Problem statement: In the worldview text below, rewrite the paragraph that begins "A worldview is a commitment" as a short bulleted list, keeping its main facts.

Text segment:
⟨

1) Ultimate Reality ~ What kind of God, if any, actually exists?
2) External Reality ~ Is there anything beyond the cosmos?
3) Knowledge ~ What can be known, and how can anyone know it?
4) Origin ~ Where did I come from?
5) Identity ~ Who am I?
6) Location ~ Where am I?
7) Morals ~ How should I live?
8) Values ~ What should I consider of great worth?
9) Predicament ~ What is humanity’s fundamental problem?
10) Resolution ~ How can humanity’s problem be solved?
11) Past / Present ~ What is the meaning and direction of history?
12) Destiny ~ Will I survive the death of my body and, if so, in what state?

WORLDVIEW

  • American Heritage Dictionary: 1) The overall perspective from which one sees and interprets the world; 2) A collection of beliefs about life and the universe held by an individual or a group.
  • “A worldview is a commitment, a fundamental orientation of the heart, that can be expressed as a story or in a set of presuppositions (assumptions which may be true, partially true or entirely false) which we hold (consciously or subconsciously, consistently or inconsistently) about the basic constitution of reality, and that provides the foundation on which we live and move and have our well being.” James W. Sire, Naming the Elephant: Worldview as a Concept, 122
  • “Ours is an age of religious cacophony, as was the Roman Empire of Christ’s time. From agnosticism to Hegelianism, from devil-worship to scientific rationalism, from theosophical cults to philosophies of process: virtually any worldview conceivable is offered to modern man in the pluralistic marketplace of ideas. Our age is indeed in ideological and societal agony, grasping at anything and everything that can conceivably offer the ecstasy of a cosmic relationship or of a comprehensive Weltanschauung [worldview].” Faith Founded on Fact: Essays in Evidential Apologetics (Newburgh, IN: Trinity Press, 1978), 152-153.

⟩

Extracted records:
⟨

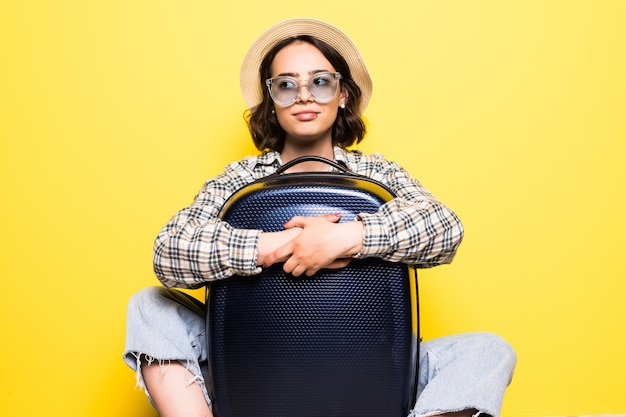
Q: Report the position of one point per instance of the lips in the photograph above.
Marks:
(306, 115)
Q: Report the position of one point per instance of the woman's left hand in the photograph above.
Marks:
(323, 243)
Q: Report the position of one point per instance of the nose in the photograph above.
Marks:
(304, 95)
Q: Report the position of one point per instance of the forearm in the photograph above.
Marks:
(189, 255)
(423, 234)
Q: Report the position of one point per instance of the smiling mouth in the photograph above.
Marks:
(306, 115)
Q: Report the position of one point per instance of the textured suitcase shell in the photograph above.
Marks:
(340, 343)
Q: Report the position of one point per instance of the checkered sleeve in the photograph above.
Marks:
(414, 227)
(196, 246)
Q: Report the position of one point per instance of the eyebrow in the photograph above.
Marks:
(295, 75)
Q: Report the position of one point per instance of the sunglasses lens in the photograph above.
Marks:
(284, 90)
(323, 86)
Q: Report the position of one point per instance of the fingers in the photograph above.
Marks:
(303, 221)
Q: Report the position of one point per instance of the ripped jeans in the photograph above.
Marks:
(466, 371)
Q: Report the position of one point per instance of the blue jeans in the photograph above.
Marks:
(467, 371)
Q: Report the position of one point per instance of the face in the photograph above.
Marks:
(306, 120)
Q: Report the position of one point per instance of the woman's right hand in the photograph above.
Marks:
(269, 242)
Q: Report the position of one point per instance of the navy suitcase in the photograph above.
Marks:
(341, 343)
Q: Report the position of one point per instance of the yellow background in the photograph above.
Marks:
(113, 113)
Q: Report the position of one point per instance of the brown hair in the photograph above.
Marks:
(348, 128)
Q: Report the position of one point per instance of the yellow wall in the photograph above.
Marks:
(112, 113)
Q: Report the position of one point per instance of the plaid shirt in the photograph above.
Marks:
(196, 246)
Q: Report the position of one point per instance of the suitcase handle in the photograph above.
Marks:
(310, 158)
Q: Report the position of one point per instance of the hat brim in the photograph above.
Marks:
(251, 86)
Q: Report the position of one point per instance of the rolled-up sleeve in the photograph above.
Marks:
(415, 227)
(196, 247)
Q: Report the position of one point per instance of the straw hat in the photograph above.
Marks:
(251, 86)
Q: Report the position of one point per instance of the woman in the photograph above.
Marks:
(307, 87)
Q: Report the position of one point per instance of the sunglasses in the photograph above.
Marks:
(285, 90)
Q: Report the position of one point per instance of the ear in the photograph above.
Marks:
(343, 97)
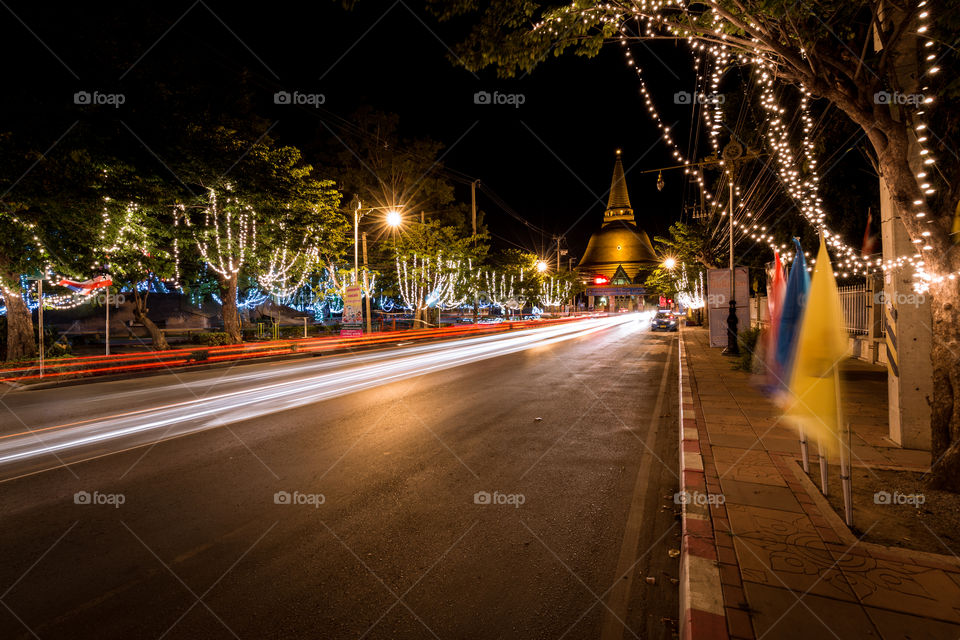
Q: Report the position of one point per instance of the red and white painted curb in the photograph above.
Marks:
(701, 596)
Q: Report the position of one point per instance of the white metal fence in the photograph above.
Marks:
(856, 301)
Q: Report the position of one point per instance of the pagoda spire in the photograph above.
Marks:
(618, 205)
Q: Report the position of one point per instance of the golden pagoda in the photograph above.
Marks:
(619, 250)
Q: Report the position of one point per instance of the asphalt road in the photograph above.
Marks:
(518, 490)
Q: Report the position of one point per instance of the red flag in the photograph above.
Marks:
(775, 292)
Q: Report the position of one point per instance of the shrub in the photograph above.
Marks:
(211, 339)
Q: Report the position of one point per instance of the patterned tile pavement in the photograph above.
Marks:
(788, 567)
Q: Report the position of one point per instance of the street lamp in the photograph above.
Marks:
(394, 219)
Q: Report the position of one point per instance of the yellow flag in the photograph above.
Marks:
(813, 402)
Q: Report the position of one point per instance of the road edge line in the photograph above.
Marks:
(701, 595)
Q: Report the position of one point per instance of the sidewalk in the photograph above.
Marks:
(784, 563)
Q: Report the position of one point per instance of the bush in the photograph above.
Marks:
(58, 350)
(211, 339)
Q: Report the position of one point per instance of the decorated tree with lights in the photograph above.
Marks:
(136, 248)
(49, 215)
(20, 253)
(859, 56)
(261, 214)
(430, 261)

⟩

Answer space:
- A worldview is a commitment, a fundamental orientation of the heart.
- It can be expressed as a story or as a set of presuppositions.
- These presuppositions are assumptions that may be true, partially true or entirely false.
- We hold them consciously or subconsciously, and consistently or inconsistently.
- They concern the basic constitution of reality.
- A worldview provides the foundation on which we live, move and have our well being.
- Source: James W. Sire, *Naming the Elephant: Worldview as a Concept*, 122.